What is asked:
Please write the listing below out again exactly, leaving every picture behind.

Provided information:

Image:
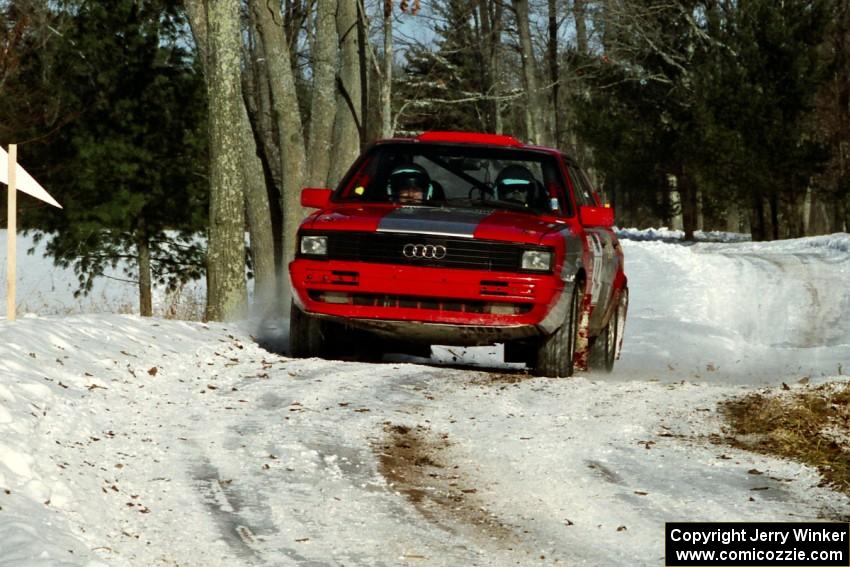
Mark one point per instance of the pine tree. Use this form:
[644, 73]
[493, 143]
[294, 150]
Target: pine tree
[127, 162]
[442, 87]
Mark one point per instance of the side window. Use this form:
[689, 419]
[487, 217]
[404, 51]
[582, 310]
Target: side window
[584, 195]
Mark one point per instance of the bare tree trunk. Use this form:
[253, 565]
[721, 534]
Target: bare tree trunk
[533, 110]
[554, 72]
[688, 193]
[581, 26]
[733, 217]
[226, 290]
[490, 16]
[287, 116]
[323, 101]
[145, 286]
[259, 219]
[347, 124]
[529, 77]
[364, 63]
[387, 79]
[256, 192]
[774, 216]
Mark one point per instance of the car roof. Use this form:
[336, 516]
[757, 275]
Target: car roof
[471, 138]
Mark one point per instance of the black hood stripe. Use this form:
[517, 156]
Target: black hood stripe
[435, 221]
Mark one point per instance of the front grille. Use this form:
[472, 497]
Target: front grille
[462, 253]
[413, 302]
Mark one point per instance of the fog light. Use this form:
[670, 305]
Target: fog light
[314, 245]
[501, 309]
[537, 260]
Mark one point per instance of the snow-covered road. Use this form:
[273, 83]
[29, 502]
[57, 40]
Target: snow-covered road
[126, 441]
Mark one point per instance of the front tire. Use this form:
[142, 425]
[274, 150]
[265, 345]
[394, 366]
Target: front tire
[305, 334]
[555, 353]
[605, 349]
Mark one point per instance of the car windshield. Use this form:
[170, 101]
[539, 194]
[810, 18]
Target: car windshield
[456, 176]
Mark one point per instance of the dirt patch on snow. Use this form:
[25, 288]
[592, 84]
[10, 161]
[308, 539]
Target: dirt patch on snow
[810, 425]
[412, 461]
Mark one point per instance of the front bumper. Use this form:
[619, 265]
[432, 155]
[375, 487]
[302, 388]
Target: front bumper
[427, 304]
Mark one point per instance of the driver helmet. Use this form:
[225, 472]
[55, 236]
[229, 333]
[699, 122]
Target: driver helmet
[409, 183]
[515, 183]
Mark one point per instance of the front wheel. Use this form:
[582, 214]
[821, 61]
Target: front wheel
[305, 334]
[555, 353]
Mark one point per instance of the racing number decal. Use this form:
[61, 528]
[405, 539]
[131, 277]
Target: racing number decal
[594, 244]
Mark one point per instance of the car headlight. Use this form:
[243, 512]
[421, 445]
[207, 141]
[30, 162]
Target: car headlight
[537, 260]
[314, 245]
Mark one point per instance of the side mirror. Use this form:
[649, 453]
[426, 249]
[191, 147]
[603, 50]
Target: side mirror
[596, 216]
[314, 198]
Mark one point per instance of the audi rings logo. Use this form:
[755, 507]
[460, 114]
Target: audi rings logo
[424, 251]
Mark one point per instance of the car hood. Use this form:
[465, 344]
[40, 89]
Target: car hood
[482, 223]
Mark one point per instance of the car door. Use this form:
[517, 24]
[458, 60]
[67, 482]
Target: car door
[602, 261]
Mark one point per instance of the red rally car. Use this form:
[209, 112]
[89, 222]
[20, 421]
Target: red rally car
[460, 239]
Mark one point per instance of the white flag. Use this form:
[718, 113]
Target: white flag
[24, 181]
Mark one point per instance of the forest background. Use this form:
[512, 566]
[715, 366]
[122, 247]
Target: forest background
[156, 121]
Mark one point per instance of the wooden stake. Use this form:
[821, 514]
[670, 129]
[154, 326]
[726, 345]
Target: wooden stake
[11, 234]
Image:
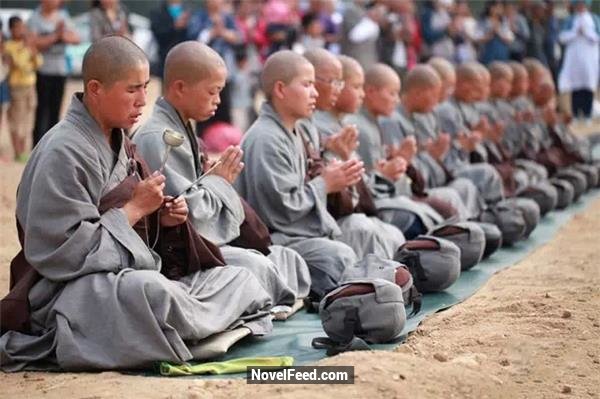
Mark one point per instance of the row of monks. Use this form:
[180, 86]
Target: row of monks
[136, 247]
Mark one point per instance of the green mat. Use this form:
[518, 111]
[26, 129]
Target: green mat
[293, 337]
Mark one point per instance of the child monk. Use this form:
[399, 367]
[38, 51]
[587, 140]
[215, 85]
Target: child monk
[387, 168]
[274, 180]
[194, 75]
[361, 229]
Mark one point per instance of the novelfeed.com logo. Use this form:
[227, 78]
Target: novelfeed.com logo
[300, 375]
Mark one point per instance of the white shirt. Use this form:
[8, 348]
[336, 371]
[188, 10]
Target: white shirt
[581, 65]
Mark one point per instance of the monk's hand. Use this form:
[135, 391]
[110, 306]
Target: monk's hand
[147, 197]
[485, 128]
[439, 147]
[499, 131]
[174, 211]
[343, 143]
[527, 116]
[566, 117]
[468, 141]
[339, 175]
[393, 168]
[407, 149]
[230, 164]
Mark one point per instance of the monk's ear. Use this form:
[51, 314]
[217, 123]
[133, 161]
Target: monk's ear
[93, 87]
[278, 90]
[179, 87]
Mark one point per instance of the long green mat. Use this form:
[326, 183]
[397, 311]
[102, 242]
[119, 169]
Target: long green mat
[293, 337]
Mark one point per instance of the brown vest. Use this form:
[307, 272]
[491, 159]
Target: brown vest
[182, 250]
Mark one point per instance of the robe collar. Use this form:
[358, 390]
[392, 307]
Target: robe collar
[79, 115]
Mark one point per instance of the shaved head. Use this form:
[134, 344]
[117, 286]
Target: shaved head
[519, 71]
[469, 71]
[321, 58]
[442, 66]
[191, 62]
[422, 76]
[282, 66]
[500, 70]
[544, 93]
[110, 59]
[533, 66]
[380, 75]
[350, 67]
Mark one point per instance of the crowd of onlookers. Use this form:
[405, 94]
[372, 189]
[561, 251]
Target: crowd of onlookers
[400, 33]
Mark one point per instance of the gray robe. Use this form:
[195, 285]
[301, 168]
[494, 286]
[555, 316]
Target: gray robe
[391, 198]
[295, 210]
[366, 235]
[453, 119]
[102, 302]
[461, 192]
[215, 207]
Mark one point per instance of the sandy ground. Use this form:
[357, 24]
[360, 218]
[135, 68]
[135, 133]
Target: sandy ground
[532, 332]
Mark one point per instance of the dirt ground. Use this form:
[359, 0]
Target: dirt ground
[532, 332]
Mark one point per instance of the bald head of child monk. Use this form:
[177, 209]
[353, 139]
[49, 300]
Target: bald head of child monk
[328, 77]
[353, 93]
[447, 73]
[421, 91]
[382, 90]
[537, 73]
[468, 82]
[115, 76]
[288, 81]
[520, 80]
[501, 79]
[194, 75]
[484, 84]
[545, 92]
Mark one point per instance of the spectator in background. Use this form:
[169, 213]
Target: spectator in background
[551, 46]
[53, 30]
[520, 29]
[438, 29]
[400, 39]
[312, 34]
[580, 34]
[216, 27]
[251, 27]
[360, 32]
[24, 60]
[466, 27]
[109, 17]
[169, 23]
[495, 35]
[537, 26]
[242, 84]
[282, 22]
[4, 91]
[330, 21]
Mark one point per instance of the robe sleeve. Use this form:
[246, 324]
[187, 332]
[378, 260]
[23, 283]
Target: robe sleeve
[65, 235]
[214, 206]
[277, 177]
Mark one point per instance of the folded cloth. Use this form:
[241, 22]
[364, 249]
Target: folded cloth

Result of this task:
Image:
Mark one point per instance of the pine tree. Use this form:
[644, 73]
[493, 143]
[294, 150]
Target: pine tree
[127, 162]
[442, 87]
Mark one point per instance of the side window. Use this form:
[689, 419]
[487, 217]
[404, 51]
[582, 310]
Target: side window
[584, 195]
Mark one point per instance of the bare tree trunk. Use this form:
[253, 565]
[721, 534]
Target: bare tree trunk
[533, 110]
[554, 72]
[688, 193]
[581, 26]
[733, 217]
[226, 290]
[490, 16]
[287, 116]
[323, 101]
[145, 286]
[259, 219]
[347, 124]
[529, 77]
[364, 63]
[387, 79]
[256, 192]
[774, 216]
Mark one point per instance of the car roof. Use this form:
[336, 516]
[757, 275]
Target: car roof
[471, 138]
Mark one point per instance of the black hood stripe. Use this form:
[517, 156]
Target: black hood stripe
[435, 221]
Mark one point per instance of the front grille. Use this form:
[472, 497]
Target: front grille
[462, 253]
[413, 302]
Mark one point per instance of the fog light. Use this form:
[670, 305]
Target: fog light
[314, 245]
[501, 309]
[537, 260]
Mark one point per instance of the snow-covered road. Use this form:
[273, 83]
[29, 502]
[57, 40]
Target: snow-covered road
[126, 441]
Mark one point per instance of the front tire. Use this form:
[142, 425]
[274, 150]
[265, 345]
[394, 366]
Target: front tire
[305, 334]
[555, 353]
[605, 349]
Mark one point per instance of the car windshield. Use this form:
[170, 101]
[539, 194]
[810, 18]
Target: car windshield
[456, 176]
Mark one point per instance of the dirt patch on snow. Use this form:
[25, 288]
[592, 84]
[10, 161]
[308, 539]
Target: dirt patch on snow
[810, 425]
[412, 461]
Mark one point per instance of the front bumper. Use this form:
[619, 265]
[432, 155]
[375, 487]
[302, 388]
Target: front bumper
[427, 304]
Mark one point per instance of the driver helmet. Use this form:
[225, 472]
[55, 236]
[229, 333]
[699, 122]
Target: driver helmet
[409, 183]
[515, 183]
Mark one point per instance of the front wheel. Use this form:
[582, 214]
[821, 61]
Target: front wheel
[305, 334]
[555, 353]
Mark one point per instance of the racing number decal. Use this form:
[61, 528]
[405, 539]
[131, 277]
Target: racing number decal
[594, 244]
Mark one point per instance of the car headlight. Use this form:
[243, 512]
[421, 445]
[207, 141]
[30, 162]
Target: car headlight
[537, 260]
[314, 245]
Mark one point per instance of the side mirror. Use this form:
[649, 453]
[426, 249]
[191, 147]
[603, 50]
Target: side mirror
[596, 216]
[314, 198]
Mark one point per instance of the audi rings logo. Use this form:
[755, 507]
[460, 114]
Target: audi rings logo
[424, 251]
Mark one point per instance of the car hood. Use this form:
[465, 344]
[40, 89]
Target: car hood
[482, 223]
Mark one point per instance of the car door. Use this form:
[517, 24]
[458, 60]
[67, 482]
Target: car door
[602, 261]
Mark one point per instance of the red rally car. Use this form:
[209, 112]
[89, 222]
[20, 421]
Target: red rally car
[460, 239]
Mark one point per instance of the white flag. Use this form:
[718, 113]
Target: white flag
[24, 181]
Mark one point per instance of the forest background. Use this form:
[512, 566]
[715, 366]
[122, 247]
Target: forest background
[156, 121]
Mark one point per instance of the wooden stake. Use this form:
[821, 514]
[670, 129]
[154, 326]
[726, 345]
Target: wooden stake
[11, 234]
Image:
Mark one point per instance of the row of monks. Use this form:
[180, 86]
Target: row of monks
[136, 247]
Mark one point per instance of the green mat. Use this form:
[518, 111]
[26, 129]
Target: green mat
[293, 337]
Mark one point per instance of the child monk. Use this form:
[399, 367]
[38, 51]
[587, 140]
[215, 85]
Target: child monk
[387, 168]
[274, 180]
[194, 75]
[361, 229]
Mark one point per instance of the novelfeed.com logo. Use this form:
[227, 78]
Target: novelfeed.com logo
[300, 375]
Mark one point per instance of the white shirt. Use this form:
[8, 348]
[336, 371]
[188, 10]
Target: white shirt
[581, 65]
Mark one point per instance of the monk's hand. Use this form:
[135, 391]
[110, 306]
Target: monk's hand
[147, 197]
[485, 128]
[439, 147]
[499, 131]
[174, 211]
[343, 143]
[527, 116]
[566, 117]
[468, 141]
[339, 175]
[393, 168]
[407, 149]
[230, 164]
Mark one point per instance of the monk's ear. Use this form:
[51, 314]
[217, 123]
[133, 161]
Target: monk's ear
[93, 87]
[278, 90]
[179, 87]
Mark one point per instance of the long green mat. Use this form:
[326, 183]
[397, 311]
[102, 242]
[119, 169]
Target: long green mat
[293, 337]
Mark one point per instance of the brown vest. Use this form:
[307, 272]
[491, 159]
Target: brown vest
[182, 250]
Mark one point per instance of the robe collar. Use this form:
[358, 390]
[392, 307]
Target: robe collar
[79, 115]
Mark one point per instance of the shaved head. Use this form:
[134, 344]
[117, 286]
Target: shaved head
[519, 71]
[469, 71]
[321, 58]
[442, 66]
[191, 62]
[422, 76]
[282, 66]
[500, 70]
[544, 93]
[110, 59]
[533, 66]
[380, 75]
[350, 67]
Mark one point per instance of the crowd of onlookers. Use this form:
[405, 94]
[372, 189]
[561, 251]
Target: crowd of onlookers
[400, 33]
Mark one point per instance of the gray robe. Use this form:
[195, 285]
[301, 168]
[494, 286]
[555, 316]
Target: gray robe
[391, 198]
[295, 210]
[366, 235]
[453, 119]
[102, 302]
[461, 192]
[215, 207]
Mark one point per instance of the sandy ground. Use this form:
[357, 24]
[360, 218]
[135, 68]
[135, 133]
Target: sandy ground
[532, 332]
Mark one point per instance of the dirt ground. Use this form:
[359, 0]
Target: dirt ground
[532, 332]
Mark one point per instance of the bald head of child monk. Use this form:
[177, 209]
[353, 139]
[49, 300]
Target: bald head of child monk
[328, 77]
[353, 93]
[447, 73]
[421, 91]
[382, 90]
[537, 73]
[468, 82]
[115, 76]
[288, 81]
[520, 80]
[501, 79]
[194, 75]
[484, 84]
[545, 92]
Mark one point per instance of the spectator in background. Use this form:
[169, 213]
Target: spectator in background
[551, 46]
[53, 30]
[520, 29]
[438, 29]
[400, 39]
[312, 34]
[580, 34]
[216, 27]
[251, 27]
[360, 32]
[24, 60]
[466, 27]
[109, 17]
[169, 23]
[495, 35]
[537, 26]
[242, 84]
[282, 22]
[4, 91]
[330, 21]
Mark one point per instance of the robe sleeve. Use this form:
[246, 324]
[187, 332]
[378, 260]
[23, 283]
Target: robe sleeve
[65, 235]
[214, 206]
[277, 177]
Mark one point per instance of the folded cloth. Use this form:
[241, 22]
[364, 249]
Target: folded cloth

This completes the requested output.